**EXTRAIT**
Devant un public plutôt indifférent au Village Vanguard – on a le goût d’inventer la machine à voyager dans le temps pour aller dire à ces malappris de se la fermer -, Bill Evans et ses compagnons réinventent sans crier gare la formule du trio.
Par François Vézina
L’innovation est celle apportée par un des membres de son trio, Scott LaFaro, un autre musicien mort trop jeune. Le temps était venu à la contrebasse de se libérer de son rôle purement métronomique pour participer de plein gré à l’expression mélodique du groupe. Un grand pas était franchi.
En raison de son passé déjà fort méritoire – notamment sa collaboration avec Miles Davis – et de son tempérament musical, Bill Evans était sans doute l’hôte le plus apte à accueillir cette nouvelle aventure du jazz. Sa propre modernité et son sens de l’écoute ouvraient toutes grandes les portes aux conceptions de LaFaro.

**DÉFI A**
Restituez, dans le texte sur Bill Evans, tout ce qui va de « Par François Vézina » jusqu'à « pas était franchi. », sans rien modifier.
Le texte et la liste n'ont aucun rapport entre eux.

**Éléments du jeu de données**
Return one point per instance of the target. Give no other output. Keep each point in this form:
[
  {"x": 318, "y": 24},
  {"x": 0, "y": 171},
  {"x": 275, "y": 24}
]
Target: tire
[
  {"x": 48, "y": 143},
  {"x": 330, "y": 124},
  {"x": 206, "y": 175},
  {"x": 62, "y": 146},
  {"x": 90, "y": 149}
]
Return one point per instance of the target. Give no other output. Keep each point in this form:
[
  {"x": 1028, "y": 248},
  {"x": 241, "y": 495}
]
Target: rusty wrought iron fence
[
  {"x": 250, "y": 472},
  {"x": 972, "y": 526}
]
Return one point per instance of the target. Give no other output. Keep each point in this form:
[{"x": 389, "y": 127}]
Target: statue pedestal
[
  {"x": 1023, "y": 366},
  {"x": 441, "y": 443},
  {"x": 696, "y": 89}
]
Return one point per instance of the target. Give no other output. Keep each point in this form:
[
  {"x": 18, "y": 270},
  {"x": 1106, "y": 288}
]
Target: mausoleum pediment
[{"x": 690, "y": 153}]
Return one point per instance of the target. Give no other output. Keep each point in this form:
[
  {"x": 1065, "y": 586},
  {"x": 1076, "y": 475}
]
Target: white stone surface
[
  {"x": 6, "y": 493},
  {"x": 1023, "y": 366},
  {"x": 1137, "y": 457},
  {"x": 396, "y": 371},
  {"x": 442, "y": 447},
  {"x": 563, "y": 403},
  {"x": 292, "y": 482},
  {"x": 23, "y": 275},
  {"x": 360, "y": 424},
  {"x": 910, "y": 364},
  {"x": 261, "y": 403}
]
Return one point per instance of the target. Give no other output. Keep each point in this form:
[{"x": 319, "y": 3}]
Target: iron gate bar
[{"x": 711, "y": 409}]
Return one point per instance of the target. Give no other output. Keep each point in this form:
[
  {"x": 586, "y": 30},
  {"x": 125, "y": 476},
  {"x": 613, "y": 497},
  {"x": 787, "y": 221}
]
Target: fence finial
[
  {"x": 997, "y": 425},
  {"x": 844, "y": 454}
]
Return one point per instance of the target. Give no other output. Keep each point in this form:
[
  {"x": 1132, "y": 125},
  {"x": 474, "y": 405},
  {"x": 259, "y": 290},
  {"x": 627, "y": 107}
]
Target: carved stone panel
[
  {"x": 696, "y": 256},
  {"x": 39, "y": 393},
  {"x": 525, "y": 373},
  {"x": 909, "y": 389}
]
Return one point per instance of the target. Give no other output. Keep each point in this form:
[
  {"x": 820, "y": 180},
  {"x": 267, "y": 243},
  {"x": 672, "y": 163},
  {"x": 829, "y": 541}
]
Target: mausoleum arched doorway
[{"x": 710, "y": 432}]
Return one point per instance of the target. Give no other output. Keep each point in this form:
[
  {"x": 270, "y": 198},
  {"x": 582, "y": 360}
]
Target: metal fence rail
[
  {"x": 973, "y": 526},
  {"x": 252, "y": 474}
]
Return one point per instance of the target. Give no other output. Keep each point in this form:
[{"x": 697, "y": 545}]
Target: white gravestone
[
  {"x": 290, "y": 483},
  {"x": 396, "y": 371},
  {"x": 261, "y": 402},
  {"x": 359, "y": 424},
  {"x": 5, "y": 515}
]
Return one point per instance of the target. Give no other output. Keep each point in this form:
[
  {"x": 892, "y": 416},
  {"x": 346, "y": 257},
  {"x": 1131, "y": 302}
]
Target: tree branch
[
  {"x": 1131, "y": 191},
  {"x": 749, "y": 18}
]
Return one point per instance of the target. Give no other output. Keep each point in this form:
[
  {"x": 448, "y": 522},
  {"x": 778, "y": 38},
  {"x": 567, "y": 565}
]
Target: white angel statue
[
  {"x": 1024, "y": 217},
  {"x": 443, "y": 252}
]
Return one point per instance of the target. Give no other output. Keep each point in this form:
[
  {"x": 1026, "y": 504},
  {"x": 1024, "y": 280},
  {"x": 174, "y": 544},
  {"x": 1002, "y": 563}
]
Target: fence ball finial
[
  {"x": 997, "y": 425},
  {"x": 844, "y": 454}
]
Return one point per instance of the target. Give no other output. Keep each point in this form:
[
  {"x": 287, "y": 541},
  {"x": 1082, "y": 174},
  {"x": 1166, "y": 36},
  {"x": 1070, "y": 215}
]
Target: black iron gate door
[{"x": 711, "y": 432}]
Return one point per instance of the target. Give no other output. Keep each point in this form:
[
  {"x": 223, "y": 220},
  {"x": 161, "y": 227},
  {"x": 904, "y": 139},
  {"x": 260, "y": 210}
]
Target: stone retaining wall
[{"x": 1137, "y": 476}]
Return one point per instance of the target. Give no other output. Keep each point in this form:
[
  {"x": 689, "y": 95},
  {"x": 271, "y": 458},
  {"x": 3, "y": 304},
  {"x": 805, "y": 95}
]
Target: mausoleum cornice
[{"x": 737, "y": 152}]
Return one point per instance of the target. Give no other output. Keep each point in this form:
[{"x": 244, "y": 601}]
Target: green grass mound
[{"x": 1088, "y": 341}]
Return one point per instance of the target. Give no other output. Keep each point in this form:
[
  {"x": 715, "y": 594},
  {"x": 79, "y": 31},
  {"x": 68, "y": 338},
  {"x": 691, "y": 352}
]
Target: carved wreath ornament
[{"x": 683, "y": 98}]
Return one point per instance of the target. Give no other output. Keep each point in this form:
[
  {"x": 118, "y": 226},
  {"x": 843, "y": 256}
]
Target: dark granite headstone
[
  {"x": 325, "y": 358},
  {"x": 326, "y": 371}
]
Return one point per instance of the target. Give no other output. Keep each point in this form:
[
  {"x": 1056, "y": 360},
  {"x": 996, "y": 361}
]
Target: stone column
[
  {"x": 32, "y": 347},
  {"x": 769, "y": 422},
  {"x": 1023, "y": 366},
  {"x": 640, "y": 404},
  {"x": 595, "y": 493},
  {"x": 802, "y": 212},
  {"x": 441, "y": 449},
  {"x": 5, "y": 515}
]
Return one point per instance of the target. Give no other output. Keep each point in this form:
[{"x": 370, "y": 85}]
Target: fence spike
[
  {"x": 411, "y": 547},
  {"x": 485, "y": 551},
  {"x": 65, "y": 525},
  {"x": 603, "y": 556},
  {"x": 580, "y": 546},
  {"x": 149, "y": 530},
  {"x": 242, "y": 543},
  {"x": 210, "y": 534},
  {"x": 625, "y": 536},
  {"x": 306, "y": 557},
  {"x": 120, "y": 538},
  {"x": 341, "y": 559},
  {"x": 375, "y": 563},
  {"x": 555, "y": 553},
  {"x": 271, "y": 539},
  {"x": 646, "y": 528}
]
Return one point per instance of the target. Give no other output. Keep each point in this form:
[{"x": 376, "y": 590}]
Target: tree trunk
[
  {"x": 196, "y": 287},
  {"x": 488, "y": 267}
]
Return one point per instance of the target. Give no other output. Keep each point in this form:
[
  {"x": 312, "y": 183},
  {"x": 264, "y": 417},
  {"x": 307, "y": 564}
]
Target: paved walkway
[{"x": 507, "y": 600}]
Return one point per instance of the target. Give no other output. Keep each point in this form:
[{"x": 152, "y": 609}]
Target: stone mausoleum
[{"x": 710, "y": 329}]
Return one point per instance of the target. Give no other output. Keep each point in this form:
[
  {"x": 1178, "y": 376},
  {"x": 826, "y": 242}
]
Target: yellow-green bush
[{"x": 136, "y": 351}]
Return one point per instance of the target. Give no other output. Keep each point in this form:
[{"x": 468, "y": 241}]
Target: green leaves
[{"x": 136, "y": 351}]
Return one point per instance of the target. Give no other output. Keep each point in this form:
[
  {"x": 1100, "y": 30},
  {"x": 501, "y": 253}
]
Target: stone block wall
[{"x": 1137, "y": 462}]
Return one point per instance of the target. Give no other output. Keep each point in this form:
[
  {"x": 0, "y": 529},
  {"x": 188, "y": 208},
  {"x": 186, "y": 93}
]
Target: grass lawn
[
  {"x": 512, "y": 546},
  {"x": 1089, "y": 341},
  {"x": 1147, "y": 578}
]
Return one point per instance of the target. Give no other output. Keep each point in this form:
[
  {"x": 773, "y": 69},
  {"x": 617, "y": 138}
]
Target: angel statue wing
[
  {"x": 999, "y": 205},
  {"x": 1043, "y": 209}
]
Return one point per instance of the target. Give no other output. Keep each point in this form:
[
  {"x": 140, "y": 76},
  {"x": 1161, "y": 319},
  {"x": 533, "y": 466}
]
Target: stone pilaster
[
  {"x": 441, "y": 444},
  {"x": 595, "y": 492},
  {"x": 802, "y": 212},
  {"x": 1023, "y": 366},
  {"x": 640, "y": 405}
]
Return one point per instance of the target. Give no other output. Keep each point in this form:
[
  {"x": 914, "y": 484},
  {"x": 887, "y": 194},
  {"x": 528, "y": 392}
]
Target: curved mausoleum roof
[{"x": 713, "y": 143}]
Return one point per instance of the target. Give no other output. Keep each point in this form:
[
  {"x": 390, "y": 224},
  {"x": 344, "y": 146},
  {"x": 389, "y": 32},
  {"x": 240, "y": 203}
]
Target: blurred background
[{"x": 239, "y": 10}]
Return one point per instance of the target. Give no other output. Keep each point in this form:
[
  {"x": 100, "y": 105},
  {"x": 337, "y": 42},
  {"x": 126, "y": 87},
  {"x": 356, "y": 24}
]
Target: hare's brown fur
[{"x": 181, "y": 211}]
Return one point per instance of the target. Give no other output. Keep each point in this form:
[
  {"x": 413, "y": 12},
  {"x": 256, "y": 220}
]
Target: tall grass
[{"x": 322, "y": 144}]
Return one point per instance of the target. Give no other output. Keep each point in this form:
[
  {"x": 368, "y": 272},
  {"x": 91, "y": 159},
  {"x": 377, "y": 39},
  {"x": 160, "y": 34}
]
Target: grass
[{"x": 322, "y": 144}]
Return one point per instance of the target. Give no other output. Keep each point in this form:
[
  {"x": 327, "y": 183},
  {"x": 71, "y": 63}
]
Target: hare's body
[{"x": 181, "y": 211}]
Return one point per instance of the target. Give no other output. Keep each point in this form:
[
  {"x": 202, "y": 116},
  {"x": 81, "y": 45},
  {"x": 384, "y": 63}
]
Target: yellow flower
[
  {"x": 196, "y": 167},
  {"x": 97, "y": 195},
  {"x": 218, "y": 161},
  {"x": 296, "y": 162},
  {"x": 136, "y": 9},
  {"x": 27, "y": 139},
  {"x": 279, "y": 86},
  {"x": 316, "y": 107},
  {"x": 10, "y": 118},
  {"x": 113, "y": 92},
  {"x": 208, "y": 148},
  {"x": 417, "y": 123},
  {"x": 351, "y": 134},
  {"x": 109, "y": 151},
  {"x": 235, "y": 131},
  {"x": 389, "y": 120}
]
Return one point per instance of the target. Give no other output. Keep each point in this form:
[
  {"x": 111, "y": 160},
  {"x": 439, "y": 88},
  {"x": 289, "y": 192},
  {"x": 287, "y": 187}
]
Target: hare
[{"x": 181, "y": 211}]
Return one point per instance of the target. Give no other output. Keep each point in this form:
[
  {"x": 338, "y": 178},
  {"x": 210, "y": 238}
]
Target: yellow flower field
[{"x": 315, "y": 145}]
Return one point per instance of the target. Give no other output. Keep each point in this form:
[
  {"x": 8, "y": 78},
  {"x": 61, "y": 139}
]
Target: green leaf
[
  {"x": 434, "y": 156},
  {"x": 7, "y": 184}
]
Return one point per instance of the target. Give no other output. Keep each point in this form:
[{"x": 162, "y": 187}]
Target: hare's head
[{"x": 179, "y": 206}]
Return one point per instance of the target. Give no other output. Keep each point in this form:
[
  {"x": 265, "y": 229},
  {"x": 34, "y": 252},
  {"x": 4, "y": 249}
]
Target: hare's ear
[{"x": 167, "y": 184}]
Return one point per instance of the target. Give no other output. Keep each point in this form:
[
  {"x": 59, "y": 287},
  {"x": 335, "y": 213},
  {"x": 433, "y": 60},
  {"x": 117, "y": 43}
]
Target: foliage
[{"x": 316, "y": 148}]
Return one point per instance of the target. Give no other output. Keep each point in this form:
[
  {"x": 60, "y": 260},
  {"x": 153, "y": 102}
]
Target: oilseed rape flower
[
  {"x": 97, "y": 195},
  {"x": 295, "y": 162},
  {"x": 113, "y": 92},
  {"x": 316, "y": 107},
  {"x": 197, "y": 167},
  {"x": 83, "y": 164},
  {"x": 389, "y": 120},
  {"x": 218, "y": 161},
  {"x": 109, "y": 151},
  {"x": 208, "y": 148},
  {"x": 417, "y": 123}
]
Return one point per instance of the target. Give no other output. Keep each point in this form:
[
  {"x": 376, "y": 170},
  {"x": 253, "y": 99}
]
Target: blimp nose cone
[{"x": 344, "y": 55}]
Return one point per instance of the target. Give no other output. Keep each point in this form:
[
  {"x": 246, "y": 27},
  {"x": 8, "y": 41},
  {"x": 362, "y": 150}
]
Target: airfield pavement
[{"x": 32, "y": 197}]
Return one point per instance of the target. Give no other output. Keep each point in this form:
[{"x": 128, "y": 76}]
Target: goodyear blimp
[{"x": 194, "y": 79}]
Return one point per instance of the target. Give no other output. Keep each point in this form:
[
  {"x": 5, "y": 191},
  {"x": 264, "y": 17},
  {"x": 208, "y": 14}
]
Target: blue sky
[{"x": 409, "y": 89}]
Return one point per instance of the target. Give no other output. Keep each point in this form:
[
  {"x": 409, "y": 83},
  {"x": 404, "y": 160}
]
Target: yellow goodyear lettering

**DÉFI B**
Relevez chaque ligne de la liste qui contient le mot « wall », en tenant compte de la casse.

**RÉPONSE ATTENDUE A**
Par François Vézina
L’innovation est celle apportée par un des membres de son trio, Scott LaFaro, un autre musicien mort trop jeune. Le temps était venu à la contrebasse de se libérer de son rôle purement métronomique pour participer de plein gré à l’expression mélodique du groupe. Un grand pas était franchi.

**RÉPONSE ATTENDUE B**
Target: stone retaining wall
Target: stone block wall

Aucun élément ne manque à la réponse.